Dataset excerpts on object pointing
────────────────

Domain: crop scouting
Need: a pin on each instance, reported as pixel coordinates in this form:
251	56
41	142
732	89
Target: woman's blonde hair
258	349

────────────────

■ Aim
Update the data by replacing every instance of "pixel coordinates" with "image coordinates", leaving all other text unchanged.

■ Task answer
Domain: crop scouting
Need: a pin on each instance, reported as image coordinates in this form:
251	56
41	142
732	89
Target: woman's blonde hair
258	349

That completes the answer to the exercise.